** Textabschnitt **
□ □ □ □

Entscheidungsstichwort (Thema)
Auslandsreisekrankenversicherung: Auslegung von Bedingungen: Begrenzung des Versicherungsschutzes auf acht Wochen pro Reise
Leitsatz (amtlich)
Ist bei einer für die Dauer eines Jahres mit Verlängerungsmöglichkeit abgeschlossenen Auslandsreisekrankenversicherung nach dem Antragsformular der Versicherungsbeginn frei wählbar und wird nicht nach dem Beginn einer ersten Reise gefragt, so sind die Bedingungen, wonach der Versicherungsschutz "zu dem vereinbarten Zeitpunkt beginnt", während der ersten acht Wochen (56 Tage) jeder Auslandsreise besteht und mit Ablauf der achten Woche endet, nach der Unklarheitenregel (§ 305 c Abs. 2 BGB) in denjenigen Fällen, in denen der Versicherungsbeginn nach Antritt der Reise liegt, dahin auszulegen, dass der Versicherungsschutz für die erste Reise mit Beginn des Versicherungsvertrages beginnt und 56 Tage nach Beginn des Versicherungsvertrages, spätestens mit dem Ende der Reise, endet.

□ □ □ □

** Bereitgestellte Daten **
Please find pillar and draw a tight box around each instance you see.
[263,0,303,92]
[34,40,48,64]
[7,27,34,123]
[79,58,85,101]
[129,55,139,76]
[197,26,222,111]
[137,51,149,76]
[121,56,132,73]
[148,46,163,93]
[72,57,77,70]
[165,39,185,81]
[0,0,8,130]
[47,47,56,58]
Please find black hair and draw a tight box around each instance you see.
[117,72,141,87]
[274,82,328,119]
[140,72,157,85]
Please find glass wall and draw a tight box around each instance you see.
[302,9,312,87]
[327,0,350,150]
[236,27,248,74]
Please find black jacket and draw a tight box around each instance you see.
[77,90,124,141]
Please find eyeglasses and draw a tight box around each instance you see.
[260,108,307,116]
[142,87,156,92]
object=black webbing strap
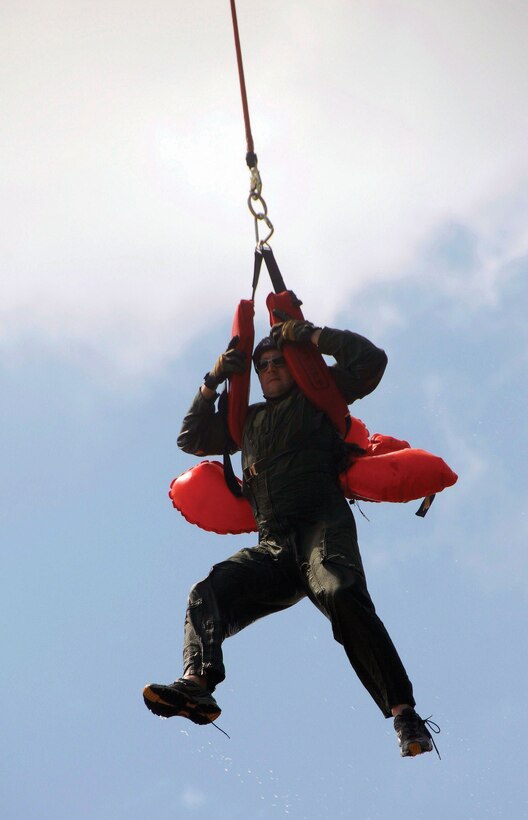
[415,493,436,518]
[218,390,242,498]
[251,245,287,301]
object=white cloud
[0,0,528,375]
[181,786,207,809]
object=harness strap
[251,245,288,305]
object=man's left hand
[270,310,319,350]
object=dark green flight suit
[178,328,415,717]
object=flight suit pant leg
[301,526,415,717]
[183,546,305,691]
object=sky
[0,0,528,820]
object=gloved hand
[270,310,319,350]
[204,336,248,390]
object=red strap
[266,290,349,437]
[227,299,255,447]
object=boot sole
[405,741,433,757]
[143,686,222,726]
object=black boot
[394,707,440,757]
[143,678,222,726]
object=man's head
[253,336,294,399]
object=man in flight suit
[143,317,433,757]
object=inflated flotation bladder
[169,248,458,535]
[169,432,458,535]
[169,461,257,535]
[339,433,458,502]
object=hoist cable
[230,0,257,168]
[230,0,275,248]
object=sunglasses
[255,356,286,373]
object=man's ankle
[391,703,413,717]
[183,675,207,689]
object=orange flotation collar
[169,248,458,534]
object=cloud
[181,786,207,809]
[0,0,528,377]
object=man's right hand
[204,336,248,390]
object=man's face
[259,350,294,399]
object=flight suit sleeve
[178,390,237,456]
[318,327,388,404]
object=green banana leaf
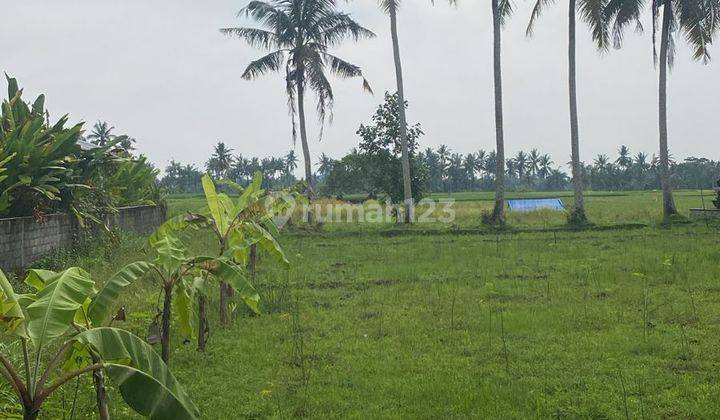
[26,267,95,348]
[75,327,200,420]
[154,234,187,273]
[0,271,28,338]
[88,261,154,325]
[202,175,230,235]
[25,269,57,292]
[208,258,260,314]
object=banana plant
[200,172,290,325]
[0,267,199,420]
[149,230,260,363]
[0,75,82,216]
[151,172,290,351]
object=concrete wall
[0,206,166,271]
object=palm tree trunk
[198,293,210,352]
[390,2,415,223]
[92,356,110,420]
[658,0,677,219]
[491,0,505,225]
[160,285,173,364]
[568,0,587,224]
[220,281,232,327]
[297,81,315,224]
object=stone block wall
[0,206,166,271]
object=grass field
[31,191,720,419]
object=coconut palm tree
[317,153,335,176]
[538,154,553,179]
[207,141,233,178]
[488,0,512,225]
[526,0,610,224]
[605,0,720,220]
[378,0,455,223]
[88,121,115,146]
[220,0,375,198]
[285,150,297,174]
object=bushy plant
[0,264,199,419]
[0,76,160,224]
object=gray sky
[0,0,720,173]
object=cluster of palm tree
[418,144,567,192]
[582,146,720,191]
[160,141,298,193]
[82,121,137,153]
[221,0,720,224]
[320,145,720,196]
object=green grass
[29,192,720,419]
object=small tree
[156,172,290,351]
[357,93,428,208]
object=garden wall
[0,206,166,271]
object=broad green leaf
[27,267,95,348]
[25,269,58,292]
[246,222,290,267]
[154,235,187,274]
[0,271,28,338]
[202,175,230,234]
[234,171,263,214]
[73,298,92,326]
[88,261,154,325]
[173,280,195,339]
[208,259,260,314]
[75,327,200,420]
[148,213,206,247]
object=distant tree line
[160,141,298,193]
[160,139,720,198]
[317,145,720,197]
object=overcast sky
[0,0,720,174]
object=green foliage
[0,267,199,419]
[0,77,82,216]
[0,77,161,223]
[326,93,429,203]
[75,328,200,419]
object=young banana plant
[151,172,289,351]
[0,265,199,420]
[149,231,260,363]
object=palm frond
[525,0,555,37]
[605,0,645,48]
[242,50,285,80]
[675,0,713,63]
[577,0,610,51]
[220,28,279,50]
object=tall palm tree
[317,153,335,176]
[526,0,610,224]
[606,0,720,220]
[489,0,512,225]
[378,0,455,223]
[88,121,115,146]
[285,150,297,174]
[220,0,375,198]
[514,150,529,181]
[538,154,553,179]
[528,149,542,176]
[207,141,233,177]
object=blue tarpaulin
[508,198,565,211]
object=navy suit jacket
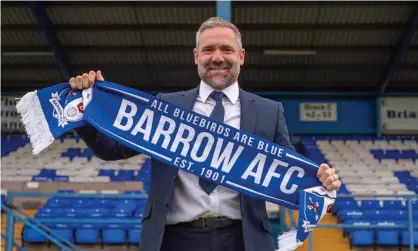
[77,88,294,251]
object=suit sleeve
[274,102,295,151]
[76,93,166,160]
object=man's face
[193,27,245,90]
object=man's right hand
[70,71,104,90]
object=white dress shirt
[167,81,241,224]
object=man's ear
[193,48,199,65]
[239,49,245,65]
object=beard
[198,63,240,89]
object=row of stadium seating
[301,136,418,246]
[22,190,147,245]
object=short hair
[196,17,242,49]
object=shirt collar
[199,81,239,105]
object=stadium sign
[380,97,418,134]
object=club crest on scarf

□ □ □ □

** Aufgabenstellung **
1. Beantworte anhand des Texts zur Auslandsreisekrankenversicherung:
(a) Auf welchen Zeitraum pro Reise wird der Versicherungsschutz laut Entscheidungsstichwort begrenzt?
(b) Welche Vorschrift wird für die Unklarheitenregel angegeben?
(c) Mit welchem Zeitpunkt endet der Versicherungsschutz für die erste Reise spätestens?
2. Führe den Text zur Auslandsreisekrankenversicherung im Anschluss an seinen letzten Satz weiter.

** Endgültige Antworten **
1.
(a) Auf acht Wochen pro Reise.
(b) § 305 c Abs. 2 BGB.
(c) Spätestens mit dem Ende der Reise.

2.
Verfahrensgang
LG Berlin (Urteil vom 10.06.2020; Aktenzeichen 4 O 269/19) |
Tenor
1. Der Senat beabsichtigt, die Berufung gegen das Urteil des Landgerichts Berlin vom 10.06.2020, Az. 4 O 269/19, gemäß § 522 Abs. 2 ZPO zurückzuweisen, weil er einstimmig der Auffassung ist, dass die Berufung offensichtlich keine Aussicht auf Erfolg hat, der Rechtssache auch keine grundsätzliche Bedeutung zukommt, weder die Fortbildung des Rechts noch die Sicherung einer einheitlichen Rechtsprechung eine Entscheidung des Berufungsgerichts erfordert und die Durchführung einer mündlichen Verhandlung über die Berufung nicht geboten ist.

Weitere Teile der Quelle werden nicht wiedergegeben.